» About this task: Output the entries below exactly as written, omitting pictures.

Point localization data
=== Begin Enclosure ===

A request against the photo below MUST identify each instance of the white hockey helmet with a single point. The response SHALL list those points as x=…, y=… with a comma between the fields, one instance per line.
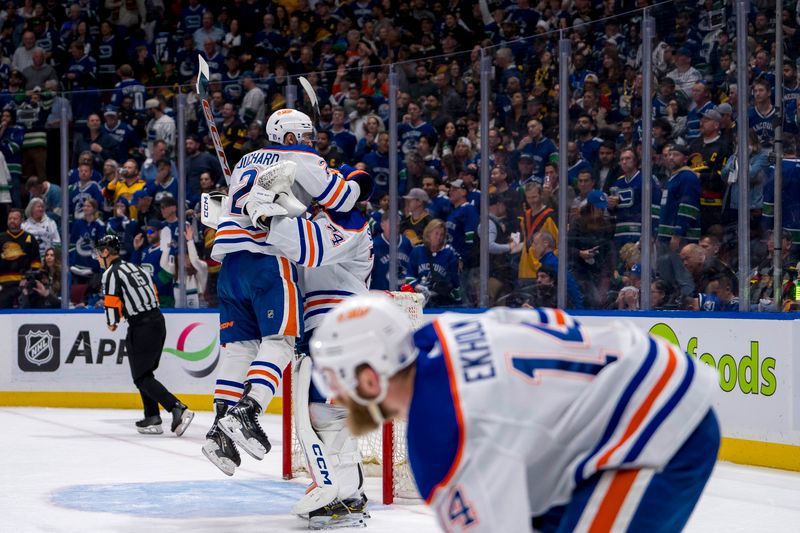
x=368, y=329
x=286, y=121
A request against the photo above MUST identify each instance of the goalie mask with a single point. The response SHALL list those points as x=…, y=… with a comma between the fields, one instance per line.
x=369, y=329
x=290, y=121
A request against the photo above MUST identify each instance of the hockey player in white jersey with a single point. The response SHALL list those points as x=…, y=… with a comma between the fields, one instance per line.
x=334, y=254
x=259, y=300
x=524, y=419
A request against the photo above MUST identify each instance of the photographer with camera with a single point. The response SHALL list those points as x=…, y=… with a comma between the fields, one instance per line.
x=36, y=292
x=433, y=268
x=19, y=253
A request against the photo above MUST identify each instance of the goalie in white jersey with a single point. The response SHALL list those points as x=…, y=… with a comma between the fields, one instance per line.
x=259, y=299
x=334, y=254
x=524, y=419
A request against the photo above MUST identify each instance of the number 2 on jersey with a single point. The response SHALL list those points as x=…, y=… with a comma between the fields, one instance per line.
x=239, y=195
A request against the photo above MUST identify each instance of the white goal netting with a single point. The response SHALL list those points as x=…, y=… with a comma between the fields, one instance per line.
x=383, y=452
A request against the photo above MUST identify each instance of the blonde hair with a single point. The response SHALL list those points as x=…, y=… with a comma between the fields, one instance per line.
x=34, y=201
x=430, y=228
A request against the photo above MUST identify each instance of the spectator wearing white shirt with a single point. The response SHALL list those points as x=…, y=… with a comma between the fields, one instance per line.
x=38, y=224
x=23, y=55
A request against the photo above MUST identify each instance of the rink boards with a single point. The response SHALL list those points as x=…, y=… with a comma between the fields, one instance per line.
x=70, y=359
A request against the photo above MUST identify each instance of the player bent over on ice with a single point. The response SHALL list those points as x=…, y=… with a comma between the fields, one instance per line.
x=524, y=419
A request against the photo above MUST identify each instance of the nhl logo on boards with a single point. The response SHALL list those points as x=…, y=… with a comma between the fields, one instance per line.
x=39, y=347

=== End Enclosure ===

» Your response:
A request against the photo below MUST identify each instance of the white hockey helmet with a single point. The response SHALL list those points as x=…, y=… with a comma between the fields, one instance per line.
x=368, y=329
x=286, y=121
A request against the photo above MUST identify each instance of the goalie mask with a single point. The response SHALL list those points as x=…, y=… with a comma between the fields, one instance per line.
x=369, y=329
x=290, y=121
A request against the photo above MUST identify each instance of the hockey player in white jersey with a single point. The response SHALL list those points as x=…, y=… with a comma between the fields, one instance per line.
x=334, y=254
x=259, y=300
x=524, y=419
A request against the photo above MUST identify each instance of the photographer with camera with a single point. The response SHALL list those points as x=…, y=… with a comma between the fields, one instance per line.
x=36, y=292
x=433, y=268
x=19, y=253
A request against the photo above MUST identify each instance of the goalie in white jersey with a single point. The response SHALL list those points as x=…, y=… with a comma between the fields, one instance per line.
x=259, y=299
x=334, y=254
x=524, y=419
A request against the photo above MUST identify each instance of the number 2 on jersey with a single point. The response SHALL list those points as x=…, y=… with a comma between the fields, one instance per line.
x=239, y=195
A request against the photo above MUST identify each instance of the white goal netting with a single point. The response SHALL list those points as x=…, y=… with a comma between the fields, one instance per line.
x=383, y=452
A request against the photo above MUST identify each instance of the blonde hair with a single point. The response SHALL list those points as x=…, y=… with a comma between the fields, one instance per line.
x=34, y=201
x=430, y=228
A request against the photo above MUST identify each instance of the spectator wearing white shirt with a single point. The response SHALL list those points as x=…, y=… with a comma between the fields, one instance per line.
x=38, y=224
x=23, y=55
A request against the photo above MUST identify each instance of the rink boards with a single point. The response SHALL list those points as x=…, y=… with a comma between the fields, one instance per line.
x=70, y=359
A request against the photo above MUST identify each instance of the player bent over on ice with a single point. The response SHALL list those points as x=…, y=… with a comma between the fields, one instance per line.
x=524, y=419
A request against the photo above MUST identify each instance of the nhl logo on boards with a single point. The response SHALL list those points as x=…, y=… with a comma between the fields, one instance per line.
x=39, y=347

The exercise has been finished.